TASK DETAILS:
Collect every line of the listing below that contains the word "house".

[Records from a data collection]
(begin)

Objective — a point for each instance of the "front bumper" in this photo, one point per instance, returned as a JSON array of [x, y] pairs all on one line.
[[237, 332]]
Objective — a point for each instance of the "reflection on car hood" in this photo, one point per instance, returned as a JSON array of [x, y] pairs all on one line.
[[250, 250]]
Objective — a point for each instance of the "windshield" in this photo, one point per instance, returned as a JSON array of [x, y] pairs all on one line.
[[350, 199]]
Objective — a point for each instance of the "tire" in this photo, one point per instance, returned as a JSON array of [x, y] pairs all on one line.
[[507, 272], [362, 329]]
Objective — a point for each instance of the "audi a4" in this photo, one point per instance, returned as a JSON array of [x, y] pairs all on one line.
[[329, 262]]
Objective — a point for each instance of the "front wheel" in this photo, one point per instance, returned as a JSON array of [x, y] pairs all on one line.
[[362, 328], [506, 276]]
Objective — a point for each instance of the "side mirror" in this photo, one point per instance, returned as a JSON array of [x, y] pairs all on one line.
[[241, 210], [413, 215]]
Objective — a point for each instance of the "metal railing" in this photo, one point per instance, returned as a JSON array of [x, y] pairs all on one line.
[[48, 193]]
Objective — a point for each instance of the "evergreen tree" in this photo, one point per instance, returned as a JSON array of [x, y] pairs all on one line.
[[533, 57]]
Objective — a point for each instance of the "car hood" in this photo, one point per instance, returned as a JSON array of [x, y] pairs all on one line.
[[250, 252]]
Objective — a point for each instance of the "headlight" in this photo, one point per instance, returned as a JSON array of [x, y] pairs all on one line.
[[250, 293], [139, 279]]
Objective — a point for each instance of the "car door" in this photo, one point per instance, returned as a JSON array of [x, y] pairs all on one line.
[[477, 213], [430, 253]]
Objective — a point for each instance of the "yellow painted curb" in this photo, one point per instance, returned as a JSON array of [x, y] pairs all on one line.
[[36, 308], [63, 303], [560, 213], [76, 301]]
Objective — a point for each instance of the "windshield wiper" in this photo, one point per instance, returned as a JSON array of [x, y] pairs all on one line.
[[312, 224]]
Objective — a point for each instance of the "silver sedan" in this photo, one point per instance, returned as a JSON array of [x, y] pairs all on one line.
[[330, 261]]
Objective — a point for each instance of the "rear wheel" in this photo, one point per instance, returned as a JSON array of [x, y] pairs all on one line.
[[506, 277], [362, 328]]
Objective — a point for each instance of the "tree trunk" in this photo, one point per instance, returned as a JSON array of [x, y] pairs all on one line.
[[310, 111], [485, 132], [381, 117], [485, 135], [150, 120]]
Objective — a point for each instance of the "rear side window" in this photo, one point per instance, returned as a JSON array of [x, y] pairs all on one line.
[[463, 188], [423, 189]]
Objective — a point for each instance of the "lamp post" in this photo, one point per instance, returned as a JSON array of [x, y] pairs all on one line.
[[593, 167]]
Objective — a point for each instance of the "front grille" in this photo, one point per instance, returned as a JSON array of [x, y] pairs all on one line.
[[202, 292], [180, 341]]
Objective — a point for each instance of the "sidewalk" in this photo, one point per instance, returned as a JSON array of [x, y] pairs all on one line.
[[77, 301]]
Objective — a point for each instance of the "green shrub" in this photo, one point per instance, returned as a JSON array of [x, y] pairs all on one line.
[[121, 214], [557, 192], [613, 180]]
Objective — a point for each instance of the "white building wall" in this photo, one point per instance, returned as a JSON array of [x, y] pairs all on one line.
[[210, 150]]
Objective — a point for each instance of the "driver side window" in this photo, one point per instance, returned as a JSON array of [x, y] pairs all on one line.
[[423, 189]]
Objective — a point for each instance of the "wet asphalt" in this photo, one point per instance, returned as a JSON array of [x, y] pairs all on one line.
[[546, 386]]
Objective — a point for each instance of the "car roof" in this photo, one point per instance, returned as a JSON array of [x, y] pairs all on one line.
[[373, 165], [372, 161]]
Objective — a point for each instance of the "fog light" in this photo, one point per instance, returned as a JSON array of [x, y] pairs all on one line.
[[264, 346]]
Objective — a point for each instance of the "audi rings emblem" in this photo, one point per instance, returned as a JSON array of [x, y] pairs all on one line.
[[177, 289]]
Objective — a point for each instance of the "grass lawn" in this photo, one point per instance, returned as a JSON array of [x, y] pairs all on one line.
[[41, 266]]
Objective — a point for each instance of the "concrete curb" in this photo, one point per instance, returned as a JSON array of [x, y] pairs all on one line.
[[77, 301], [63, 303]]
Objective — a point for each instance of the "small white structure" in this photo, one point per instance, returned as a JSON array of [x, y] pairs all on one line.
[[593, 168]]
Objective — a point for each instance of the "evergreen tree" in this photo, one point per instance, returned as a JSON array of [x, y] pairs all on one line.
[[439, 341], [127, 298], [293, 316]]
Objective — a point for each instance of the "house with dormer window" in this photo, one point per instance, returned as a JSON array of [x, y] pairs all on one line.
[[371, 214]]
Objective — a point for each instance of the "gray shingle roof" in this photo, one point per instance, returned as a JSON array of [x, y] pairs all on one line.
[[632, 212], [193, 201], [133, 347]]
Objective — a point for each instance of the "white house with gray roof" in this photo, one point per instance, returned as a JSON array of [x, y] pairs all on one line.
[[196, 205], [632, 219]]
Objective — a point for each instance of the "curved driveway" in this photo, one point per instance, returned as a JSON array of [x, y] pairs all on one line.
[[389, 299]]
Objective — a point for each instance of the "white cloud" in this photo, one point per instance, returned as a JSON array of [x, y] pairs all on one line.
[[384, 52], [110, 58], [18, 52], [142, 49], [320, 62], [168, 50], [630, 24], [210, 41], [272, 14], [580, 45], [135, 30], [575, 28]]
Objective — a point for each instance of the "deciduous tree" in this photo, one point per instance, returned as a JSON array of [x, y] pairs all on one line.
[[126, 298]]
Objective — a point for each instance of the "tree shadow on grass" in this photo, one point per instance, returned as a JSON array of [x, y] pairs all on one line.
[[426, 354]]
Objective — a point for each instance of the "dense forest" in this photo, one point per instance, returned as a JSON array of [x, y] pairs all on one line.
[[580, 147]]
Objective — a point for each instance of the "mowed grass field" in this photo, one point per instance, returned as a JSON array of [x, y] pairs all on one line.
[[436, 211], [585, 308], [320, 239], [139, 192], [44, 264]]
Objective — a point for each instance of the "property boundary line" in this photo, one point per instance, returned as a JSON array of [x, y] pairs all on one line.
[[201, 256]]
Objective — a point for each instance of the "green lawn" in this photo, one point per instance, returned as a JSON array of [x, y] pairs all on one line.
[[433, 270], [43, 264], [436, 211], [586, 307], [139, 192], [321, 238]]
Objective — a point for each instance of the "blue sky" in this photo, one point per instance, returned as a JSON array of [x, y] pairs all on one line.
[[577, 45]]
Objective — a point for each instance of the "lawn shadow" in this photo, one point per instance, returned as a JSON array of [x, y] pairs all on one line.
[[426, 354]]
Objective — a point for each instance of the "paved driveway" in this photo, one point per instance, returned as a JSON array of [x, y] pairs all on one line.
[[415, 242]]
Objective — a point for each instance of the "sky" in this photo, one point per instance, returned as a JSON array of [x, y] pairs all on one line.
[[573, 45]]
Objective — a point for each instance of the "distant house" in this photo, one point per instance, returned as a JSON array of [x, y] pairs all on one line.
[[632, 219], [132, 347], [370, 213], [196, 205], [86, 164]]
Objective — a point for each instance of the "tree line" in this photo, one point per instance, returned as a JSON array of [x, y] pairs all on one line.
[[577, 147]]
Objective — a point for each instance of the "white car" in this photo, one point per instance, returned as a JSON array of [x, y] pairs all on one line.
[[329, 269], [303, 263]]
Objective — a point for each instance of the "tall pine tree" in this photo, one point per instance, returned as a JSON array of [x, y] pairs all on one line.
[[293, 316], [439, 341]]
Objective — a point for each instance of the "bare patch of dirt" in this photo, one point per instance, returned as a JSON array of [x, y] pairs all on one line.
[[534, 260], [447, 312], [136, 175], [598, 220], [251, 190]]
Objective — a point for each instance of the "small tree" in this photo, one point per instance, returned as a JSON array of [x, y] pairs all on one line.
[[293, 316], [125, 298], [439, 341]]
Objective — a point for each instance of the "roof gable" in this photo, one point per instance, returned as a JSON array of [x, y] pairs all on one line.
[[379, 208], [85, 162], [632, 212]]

(end)

SOLUTION TO THIS EXERCISE:
Objective — a point for each instance of the "house with dormer window" in this photo, one point per instance, returned as a JSON array of [x, y] pairs all on one line.
Objective — a point for each instance of the "white house with gray roof" in this photo, one point per instance, returned as a JSON array of [x, y] pairs all on one line.
Objective — a point for each instance of the "distant house" in this photo, one point per instance, returned as a JSON array of [x, y] pairs all on one line.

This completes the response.